De trend in de Nederlandse hotelbouwplannen in de eerste helft van 2012 is opmerkelijk te noemen. Het aantal plannen voor nieuwbouw of verbouwing van hotels is afgenomen ten opzichte van de afgelopen vier jaar, maar het aantal hierbij betrokken kamers is ongeveer gelijk gebleven. De plannen concentreren zich in de Randstad en Zuid-Nederland.
*Van kantoor naar hotel*
Die concentratie is verklaarbaar door de economische situatie. Tijdens recessies is al vaker gezien dat het optimisme het grootst blijft in de economisch sterkste gebieden. Wat betreft de horeca zijn dat ongetwijfeld de Randstad en de zuidelijke provincies.
Uit achtergrondinformatie bij de hotelbouwplannen blijkt dat de initiatiefnemers klaar willen zijn voor de toekomst. Als de markt aantrekt, wil men vooraan staan. Vooral rond Amsterdam lijkt dat het geval. Aan de grote plannen met soms honderden kamers per hotel lijkt geen eind te komen. Het ombouwen van structureel leegstaande kantoren naar hotels speelt daarbij een rol. Lokale overheden zijn ook vaker geneigd hiervoor een vergunning af te geven.
Dat laatste is ook de verklaring voor het gemiddeld hoge aantal kamers. In de eerste vier maanden van dit jaar gaat het om gemiddeld bijna 80 kamers per plan. Dat zijn er bijna 30 meer dan in het topjaar op dit gebied, 2002, toen over een heel jaar gemiddeld 51 kamers per plan werden genoteerd.
*Compensatie*
Vergeleken met de eerste zes maanden van 2008 (127 plannen), 2009 (160), 2010 (124) en 2011 (157) is het eerste halfjaar van 2012 met 103 nieuwe plannen verhoudingsgewijs mager bedeeld. Compensatie wordt dus geboden in de vorm van het aantal betrokken kamers. Met bijna 8.000 kamers die worden gebouwd of gerenoveerd, wijkt dit aantal niet af van het gemiddelde van jaren 2008-2011.

--- Opdrachten ---
1. Beantwoord de volgende vragen aan de hand van de tekst over hotelbouwplannen.
(a) In welke delen van Nederland concentreren de hotelbouwplannen zich?
(b) Hoeveel kamers per plan werden in 2002 gemiddeld genoteerd?
(c) Hoeveel nieuwe plannen telde het eerste halfjaar van 2012?
2. Geef voor elk jaar waarvan de tekst over hotelbouwplannen het aantal plannen in de eerste zes maanden noemt, het jaar met dat aantal.
3. Typ het deel van de tekst over hotelbouwplannen over dat opent met de woorden "Dat laatste is" en sluit met "plan werden genoteerd.", zonder iets te veranderen.

--- Aangeleverde gegevens ---
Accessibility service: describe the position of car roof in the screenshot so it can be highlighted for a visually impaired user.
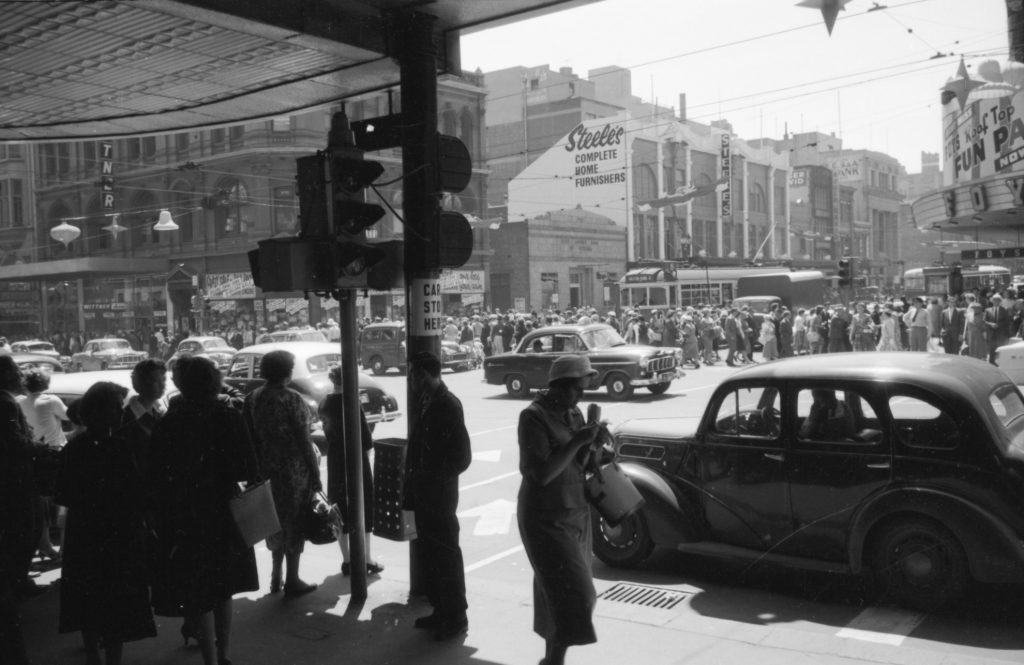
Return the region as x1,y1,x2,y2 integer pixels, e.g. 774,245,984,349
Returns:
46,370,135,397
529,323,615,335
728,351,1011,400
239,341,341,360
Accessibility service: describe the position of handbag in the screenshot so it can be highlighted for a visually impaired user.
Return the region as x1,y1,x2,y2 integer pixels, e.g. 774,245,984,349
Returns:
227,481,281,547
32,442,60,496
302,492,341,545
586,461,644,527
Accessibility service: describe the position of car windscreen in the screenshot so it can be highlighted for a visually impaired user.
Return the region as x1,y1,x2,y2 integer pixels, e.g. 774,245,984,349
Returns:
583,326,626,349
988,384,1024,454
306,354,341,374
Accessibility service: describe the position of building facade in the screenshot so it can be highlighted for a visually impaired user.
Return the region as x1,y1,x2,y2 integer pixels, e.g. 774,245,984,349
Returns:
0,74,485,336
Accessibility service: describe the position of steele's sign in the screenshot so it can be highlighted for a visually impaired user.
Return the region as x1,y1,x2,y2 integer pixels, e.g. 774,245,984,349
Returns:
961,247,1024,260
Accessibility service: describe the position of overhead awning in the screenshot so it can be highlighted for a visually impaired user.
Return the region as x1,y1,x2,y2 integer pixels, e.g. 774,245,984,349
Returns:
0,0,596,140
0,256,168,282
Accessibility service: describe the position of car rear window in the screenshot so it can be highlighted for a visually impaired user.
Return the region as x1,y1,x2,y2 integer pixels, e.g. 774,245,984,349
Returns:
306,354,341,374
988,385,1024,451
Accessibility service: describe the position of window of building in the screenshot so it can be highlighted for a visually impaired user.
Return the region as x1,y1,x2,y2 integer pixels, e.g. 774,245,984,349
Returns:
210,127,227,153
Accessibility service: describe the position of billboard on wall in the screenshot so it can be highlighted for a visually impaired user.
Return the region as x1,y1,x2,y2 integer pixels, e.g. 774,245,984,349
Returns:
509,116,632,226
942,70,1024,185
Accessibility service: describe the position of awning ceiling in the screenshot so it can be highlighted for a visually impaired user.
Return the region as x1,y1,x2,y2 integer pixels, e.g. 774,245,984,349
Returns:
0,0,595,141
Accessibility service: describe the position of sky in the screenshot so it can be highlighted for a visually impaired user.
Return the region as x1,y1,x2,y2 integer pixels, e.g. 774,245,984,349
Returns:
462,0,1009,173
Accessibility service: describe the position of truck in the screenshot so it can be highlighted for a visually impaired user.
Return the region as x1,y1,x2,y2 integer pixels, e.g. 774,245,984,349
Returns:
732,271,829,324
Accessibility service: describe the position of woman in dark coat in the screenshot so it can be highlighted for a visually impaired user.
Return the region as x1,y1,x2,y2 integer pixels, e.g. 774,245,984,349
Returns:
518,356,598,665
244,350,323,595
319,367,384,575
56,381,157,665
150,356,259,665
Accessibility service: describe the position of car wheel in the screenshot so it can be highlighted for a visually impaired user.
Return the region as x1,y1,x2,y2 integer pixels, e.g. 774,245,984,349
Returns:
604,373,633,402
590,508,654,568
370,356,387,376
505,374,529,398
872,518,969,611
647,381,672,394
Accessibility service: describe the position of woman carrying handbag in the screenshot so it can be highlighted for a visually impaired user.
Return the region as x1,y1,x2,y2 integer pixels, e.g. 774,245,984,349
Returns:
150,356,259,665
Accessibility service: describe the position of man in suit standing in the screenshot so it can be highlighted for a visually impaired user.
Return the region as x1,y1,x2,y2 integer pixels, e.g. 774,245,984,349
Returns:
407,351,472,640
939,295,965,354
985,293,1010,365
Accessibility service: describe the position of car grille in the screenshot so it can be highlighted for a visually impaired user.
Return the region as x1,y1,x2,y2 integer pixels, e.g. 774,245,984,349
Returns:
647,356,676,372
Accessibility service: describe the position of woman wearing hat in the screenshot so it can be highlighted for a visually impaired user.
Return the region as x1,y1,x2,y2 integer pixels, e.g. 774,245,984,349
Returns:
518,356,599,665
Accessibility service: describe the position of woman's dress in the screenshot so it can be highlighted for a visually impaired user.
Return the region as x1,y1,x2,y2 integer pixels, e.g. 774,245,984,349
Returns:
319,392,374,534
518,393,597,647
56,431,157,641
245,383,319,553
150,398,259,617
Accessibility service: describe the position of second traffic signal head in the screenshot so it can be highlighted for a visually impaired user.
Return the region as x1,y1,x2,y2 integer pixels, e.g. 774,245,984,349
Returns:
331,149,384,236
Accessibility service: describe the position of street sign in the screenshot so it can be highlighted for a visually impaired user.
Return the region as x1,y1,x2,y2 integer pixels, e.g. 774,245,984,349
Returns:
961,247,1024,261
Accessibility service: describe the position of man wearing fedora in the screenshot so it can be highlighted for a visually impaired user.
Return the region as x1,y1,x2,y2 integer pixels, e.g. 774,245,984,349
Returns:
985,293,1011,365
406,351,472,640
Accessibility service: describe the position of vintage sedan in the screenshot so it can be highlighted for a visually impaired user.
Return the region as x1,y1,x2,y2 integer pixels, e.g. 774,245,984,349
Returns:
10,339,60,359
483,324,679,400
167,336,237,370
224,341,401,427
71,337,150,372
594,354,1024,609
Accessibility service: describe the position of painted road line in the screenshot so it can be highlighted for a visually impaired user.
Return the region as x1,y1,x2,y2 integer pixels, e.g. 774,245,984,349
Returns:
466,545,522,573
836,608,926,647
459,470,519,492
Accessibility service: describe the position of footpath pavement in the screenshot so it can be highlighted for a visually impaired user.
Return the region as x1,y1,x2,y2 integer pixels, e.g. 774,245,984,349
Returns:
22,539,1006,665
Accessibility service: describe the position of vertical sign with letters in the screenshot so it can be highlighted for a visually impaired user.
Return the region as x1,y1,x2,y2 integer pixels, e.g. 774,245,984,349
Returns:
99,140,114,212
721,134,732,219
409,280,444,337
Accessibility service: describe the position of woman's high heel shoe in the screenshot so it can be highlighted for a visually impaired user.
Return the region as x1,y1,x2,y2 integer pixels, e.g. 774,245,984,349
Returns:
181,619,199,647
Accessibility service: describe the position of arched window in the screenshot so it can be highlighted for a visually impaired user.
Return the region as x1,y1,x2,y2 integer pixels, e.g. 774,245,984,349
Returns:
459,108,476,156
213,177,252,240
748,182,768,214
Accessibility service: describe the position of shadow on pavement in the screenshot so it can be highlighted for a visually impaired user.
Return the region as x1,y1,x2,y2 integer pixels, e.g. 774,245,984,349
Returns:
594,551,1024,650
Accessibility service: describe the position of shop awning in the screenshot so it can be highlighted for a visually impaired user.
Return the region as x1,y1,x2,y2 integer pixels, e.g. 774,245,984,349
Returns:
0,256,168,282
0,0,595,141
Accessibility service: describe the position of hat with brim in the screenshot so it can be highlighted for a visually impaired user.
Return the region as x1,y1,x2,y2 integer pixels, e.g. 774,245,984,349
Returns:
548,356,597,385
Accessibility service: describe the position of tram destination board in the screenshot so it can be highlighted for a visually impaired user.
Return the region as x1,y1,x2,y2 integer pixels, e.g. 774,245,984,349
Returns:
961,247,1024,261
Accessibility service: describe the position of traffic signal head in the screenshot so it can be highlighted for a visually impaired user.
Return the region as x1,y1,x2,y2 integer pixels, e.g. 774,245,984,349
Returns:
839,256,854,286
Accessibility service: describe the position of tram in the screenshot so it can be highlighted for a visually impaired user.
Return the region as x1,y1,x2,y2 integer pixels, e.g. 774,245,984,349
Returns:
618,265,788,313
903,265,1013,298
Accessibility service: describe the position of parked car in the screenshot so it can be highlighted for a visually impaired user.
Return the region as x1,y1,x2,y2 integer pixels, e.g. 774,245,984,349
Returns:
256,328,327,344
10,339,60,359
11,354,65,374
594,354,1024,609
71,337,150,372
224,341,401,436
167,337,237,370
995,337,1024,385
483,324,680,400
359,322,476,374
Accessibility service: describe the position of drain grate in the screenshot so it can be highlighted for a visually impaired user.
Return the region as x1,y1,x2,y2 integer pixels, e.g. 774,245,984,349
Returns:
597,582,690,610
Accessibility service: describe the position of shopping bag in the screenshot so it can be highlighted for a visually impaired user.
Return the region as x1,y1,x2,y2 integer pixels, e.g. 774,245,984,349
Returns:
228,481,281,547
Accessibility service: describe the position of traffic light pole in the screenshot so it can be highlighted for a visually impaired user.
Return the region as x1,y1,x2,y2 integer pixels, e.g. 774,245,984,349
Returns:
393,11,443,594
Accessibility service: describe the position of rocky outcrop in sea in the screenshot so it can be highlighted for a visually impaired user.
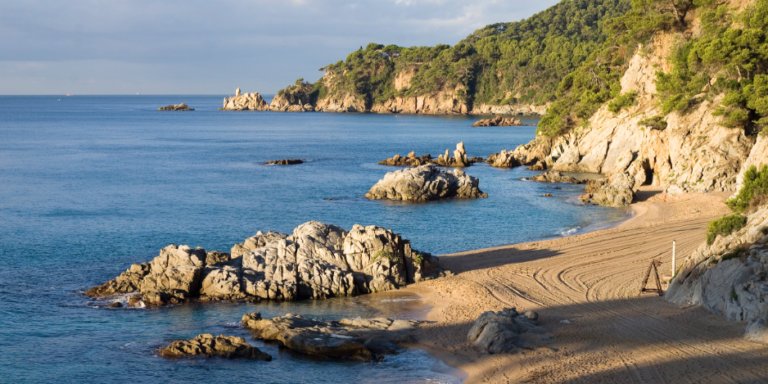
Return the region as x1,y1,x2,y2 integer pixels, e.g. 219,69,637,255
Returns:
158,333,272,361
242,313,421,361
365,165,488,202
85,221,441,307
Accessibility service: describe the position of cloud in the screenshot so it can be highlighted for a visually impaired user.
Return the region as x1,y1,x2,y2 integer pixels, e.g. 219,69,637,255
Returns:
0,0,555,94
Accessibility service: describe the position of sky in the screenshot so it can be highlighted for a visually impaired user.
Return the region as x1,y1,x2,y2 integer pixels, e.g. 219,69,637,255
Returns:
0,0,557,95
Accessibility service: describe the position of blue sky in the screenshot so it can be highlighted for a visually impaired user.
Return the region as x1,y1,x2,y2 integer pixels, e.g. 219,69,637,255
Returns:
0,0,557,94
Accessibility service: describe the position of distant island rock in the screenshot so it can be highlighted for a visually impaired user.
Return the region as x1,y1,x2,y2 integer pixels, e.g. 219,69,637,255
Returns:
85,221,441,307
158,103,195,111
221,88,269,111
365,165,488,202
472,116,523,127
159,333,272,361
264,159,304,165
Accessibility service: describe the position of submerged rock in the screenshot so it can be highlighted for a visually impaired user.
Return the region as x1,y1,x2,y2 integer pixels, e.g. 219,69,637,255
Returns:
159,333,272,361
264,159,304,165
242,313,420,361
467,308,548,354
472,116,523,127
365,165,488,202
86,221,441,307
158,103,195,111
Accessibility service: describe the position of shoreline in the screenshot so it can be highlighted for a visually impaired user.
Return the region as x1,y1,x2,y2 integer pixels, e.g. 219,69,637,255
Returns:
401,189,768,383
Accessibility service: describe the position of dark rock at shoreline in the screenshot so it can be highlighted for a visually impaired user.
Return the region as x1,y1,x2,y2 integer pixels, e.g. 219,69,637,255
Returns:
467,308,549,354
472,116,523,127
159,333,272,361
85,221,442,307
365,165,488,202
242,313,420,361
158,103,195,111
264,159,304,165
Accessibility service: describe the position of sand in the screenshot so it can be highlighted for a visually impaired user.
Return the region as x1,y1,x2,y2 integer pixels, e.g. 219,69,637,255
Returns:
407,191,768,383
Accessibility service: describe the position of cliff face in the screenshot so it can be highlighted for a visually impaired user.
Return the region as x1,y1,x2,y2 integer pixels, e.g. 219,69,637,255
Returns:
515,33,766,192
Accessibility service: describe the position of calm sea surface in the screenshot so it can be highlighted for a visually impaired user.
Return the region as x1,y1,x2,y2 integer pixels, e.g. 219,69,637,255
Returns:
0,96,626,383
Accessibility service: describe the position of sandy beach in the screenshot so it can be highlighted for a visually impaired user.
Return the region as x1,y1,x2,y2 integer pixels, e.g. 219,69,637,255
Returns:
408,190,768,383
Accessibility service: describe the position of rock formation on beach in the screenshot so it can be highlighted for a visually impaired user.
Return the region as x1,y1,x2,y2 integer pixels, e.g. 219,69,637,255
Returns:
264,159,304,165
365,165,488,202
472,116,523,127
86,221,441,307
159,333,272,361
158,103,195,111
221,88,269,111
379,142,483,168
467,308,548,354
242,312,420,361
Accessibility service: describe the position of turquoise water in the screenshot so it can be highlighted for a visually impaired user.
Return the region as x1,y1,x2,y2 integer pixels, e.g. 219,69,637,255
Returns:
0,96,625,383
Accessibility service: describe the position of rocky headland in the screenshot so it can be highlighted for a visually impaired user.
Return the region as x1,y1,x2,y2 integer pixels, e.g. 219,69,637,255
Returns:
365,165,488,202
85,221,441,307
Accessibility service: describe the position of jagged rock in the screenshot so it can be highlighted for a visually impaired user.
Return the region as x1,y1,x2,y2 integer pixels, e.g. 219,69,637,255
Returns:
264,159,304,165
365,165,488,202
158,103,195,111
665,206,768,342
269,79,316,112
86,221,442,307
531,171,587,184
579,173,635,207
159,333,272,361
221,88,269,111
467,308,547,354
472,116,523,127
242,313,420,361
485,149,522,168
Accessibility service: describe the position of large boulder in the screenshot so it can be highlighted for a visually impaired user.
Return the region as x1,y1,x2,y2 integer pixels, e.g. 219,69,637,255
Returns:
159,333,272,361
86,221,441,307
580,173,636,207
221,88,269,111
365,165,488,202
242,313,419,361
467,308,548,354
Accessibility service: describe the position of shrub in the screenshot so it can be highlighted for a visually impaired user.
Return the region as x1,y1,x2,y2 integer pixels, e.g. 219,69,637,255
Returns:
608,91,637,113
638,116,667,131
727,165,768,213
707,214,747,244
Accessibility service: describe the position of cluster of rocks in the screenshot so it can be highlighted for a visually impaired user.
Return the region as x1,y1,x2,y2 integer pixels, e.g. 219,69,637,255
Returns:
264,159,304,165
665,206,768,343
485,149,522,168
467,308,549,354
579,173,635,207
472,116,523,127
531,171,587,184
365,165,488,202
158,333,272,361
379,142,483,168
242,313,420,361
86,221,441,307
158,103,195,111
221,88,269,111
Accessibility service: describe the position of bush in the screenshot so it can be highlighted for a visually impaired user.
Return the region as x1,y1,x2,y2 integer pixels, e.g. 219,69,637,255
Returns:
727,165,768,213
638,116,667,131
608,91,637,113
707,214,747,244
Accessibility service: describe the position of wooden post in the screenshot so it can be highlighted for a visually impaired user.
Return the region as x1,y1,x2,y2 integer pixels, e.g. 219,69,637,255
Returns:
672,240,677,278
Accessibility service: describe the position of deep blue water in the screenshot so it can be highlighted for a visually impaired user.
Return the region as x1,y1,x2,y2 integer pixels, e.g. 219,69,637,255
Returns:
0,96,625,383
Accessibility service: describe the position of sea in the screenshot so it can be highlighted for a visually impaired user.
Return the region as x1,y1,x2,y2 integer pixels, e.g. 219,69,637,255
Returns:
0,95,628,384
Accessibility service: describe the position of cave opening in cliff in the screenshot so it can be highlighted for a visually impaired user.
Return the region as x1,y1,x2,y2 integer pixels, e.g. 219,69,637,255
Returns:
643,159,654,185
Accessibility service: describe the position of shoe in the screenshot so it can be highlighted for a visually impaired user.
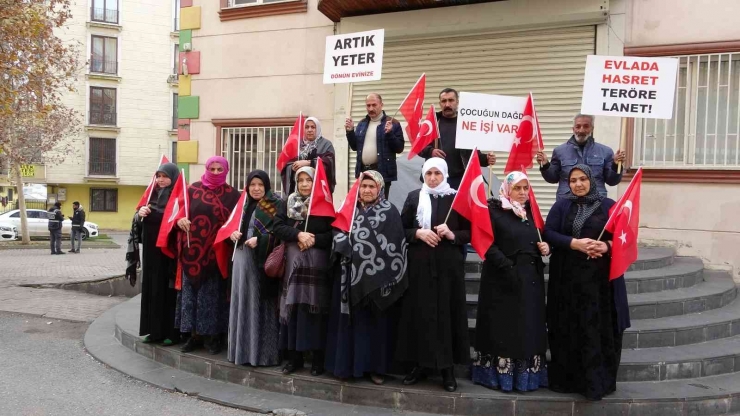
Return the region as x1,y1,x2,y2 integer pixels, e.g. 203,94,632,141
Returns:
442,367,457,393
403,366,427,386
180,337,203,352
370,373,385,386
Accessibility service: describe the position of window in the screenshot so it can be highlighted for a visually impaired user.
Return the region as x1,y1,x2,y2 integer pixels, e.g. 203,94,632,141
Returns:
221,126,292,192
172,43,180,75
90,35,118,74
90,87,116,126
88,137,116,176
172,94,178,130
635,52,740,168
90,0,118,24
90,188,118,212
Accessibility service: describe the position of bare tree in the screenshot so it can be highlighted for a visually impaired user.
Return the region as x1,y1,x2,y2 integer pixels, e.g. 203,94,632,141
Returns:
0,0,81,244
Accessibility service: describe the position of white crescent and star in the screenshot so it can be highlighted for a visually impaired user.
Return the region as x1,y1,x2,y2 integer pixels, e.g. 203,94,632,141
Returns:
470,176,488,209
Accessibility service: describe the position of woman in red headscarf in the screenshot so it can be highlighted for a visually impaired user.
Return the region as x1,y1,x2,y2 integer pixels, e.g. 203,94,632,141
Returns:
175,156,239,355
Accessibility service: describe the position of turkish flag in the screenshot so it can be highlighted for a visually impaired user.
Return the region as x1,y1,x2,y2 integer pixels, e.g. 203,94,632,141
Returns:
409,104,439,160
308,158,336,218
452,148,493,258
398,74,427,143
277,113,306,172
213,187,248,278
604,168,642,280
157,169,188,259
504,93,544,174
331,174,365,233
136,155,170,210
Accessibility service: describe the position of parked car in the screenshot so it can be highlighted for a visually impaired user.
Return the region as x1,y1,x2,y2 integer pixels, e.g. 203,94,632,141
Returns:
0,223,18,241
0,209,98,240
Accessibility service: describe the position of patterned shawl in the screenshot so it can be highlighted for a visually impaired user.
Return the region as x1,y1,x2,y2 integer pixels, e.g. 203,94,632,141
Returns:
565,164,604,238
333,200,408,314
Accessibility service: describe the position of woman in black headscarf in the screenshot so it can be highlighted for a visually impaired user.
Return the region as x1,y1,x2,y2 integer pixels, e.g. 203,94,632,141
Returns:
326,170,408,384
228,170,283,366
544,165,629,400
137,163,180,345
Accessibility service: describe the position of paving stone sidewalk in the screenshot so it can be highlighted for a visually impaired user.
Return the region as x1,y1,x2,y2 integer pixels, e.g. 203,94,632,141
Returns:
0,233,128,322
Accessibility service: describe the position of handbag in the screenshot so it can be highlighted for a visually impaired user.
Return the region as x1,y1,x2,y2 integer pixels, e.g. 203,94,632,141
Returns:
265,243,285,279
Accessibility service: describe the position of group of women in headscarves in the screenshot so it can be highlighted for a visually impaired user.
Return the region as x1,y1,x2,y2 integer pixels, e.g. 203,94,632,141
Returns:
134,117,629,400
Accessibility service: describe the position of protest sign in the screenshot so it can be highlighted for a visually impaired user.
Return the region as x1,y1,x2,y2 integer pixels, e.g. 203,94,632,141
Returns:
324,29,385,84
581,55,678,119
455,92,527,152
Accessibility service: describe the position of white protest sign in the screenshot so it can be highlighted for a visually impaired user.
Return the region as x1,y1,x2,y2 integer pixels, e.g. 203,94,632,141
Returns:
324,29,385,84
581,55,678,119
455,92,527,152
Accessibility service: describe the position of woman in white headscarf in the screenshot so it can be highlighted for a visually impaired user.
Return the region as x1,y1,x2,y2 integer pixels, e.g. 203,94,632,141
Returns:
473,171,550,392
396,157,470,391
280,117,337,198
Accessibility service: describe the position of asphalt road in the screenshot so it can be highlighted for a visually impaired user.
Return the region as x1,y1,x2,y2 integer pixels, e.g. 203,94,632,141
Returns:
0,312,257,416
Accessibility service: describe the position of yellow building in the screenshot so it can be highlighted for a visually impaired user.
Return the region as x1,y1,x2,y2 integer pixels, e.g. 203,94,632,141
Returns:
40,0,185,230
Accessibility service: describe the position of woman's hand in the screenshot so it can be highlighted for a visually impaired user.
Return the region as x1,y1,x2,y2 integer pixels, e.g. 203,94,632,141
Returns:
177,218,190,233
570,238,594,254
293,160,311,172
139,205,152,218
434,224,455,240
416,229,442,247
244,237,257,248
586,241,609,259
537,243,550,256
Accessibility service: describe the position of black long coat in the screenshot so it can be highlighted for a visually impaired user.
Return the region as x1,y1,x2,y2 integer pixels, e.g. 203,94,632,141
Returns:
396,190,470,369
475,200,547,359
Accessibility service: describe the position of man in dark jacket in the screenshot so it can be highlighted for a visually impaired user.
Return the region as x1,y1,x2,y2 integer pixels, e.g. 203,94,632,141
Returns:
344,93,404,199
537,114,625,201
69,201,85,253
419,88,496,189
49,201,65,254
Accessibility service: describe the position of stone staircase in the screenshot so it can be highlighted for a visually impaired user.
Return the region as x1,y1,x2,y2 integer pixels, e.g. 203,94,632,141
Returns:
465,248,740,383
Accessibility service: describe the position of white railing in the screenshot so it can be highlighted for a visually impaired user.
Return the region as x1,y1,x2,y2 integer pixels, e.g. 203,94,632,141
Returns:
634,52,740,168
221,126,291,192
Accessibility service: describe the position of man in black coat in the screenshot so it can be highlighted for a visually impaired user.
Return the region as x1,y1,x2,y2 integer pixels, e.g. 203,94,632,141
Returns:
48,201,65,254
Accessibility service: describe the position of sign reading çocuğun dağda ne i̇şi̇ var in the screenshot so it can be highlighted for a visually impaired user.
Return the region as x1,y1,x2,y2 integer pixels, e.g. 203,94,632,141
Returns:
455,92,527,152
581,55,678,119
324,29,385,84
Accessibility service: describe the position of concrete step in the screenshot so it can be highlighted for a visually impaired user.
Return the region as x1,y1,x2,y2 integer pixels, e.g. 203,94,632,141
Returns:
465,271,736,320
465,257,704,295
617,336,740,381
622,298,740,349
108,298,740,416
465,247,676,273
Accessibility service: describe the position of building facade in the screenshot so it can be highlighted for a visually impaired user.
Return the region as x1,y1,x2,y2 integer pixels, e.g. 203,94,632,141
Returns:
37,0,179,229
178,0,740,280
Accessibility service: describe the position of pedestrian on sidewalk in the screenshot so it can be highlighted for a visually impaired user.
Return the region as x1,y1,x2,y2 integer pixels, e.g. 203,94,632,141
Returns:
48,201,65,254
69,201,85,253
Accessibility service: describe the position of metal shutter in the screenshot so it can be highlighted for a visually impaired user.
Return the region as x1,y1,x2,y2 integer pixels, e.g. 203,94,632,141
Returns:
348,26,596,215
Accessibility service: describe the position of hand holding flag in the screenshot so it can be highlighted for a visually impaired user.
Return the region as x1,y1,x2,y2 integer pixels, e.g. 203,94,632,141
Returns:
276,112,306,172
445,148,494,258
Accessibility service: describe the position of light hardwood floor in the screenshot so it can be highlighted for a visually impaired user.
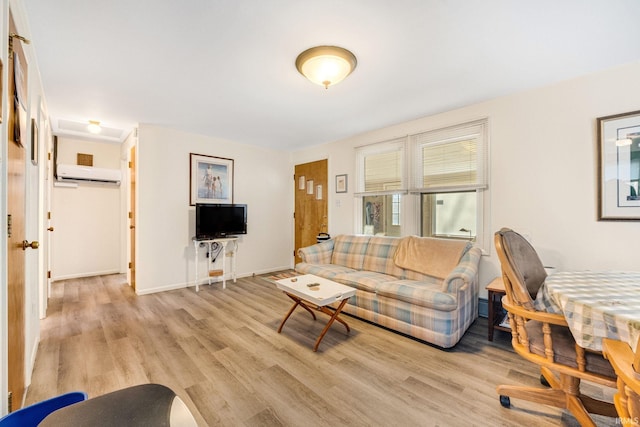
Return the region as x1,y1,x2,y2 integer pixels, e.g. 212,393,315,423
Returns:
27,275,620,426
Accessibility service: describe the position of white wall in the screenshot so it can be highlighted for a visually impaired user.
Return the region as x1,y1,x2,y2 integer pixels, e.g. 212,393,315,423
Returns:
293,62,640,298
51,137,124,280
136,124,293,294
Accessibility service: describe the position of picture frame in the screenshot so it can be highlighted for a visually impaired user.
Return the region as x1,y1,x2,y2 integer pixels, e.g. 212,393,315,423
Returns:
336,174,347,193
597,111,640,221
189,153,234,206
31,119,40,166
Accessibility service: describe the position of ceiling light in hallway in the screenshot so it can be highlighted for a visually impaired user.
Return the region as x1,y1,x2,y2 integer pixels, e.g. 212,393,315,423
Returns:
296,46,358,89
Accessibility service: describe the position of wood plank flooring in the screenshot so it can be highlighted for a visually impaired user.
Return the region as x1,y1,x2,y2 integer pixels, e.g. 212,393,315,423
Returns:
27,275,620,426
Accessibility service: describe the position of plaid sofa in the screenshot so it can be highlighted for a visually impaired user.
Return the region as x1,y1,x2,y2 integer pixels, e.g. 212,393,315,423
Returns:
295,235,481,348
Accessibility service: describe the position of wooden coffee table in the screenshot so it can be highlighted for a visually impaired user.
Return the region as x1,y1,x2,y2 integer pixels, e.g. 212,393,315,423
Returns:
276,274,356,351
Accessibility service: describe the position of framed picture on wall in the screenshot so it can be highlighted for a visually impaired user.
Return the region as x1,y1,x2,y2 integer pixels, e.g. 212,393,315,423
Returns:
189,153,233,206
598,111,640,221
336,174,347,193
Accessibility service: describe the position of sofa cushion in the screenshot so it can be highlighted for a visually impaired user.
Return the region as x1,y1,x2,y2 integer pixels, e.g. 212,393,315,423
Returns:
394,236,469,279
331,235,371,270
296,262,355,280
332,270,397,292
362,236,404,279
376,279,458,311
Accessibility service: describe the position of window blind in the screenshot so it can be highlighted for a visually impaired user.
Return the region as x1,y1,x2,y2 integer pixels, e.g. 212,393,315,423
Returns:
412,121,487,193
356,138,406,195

--- Antwoorden ---
1.
(a) In de Randstad en Zuid-Nederland.
(b) Gemiddeld 51 kamers per plan.
(c) 103 nieuwe plannen.

2.
2008: 127
2009: 160
2010: 124
2011: 157
2012: 103

3.
Dat laatste is ook de verklaring voor het gemiddeld hoge aantal kamers. In de eerste vier maanden van dit jaar gaat het om gemiddeld bijna 80 kamers per plan. Dat zijn er bijna 30 meer dan in het topjaar op dit gebied, 2002, toen over een heel jaar gemiddeld 51 kamers per plan werden genoteerd.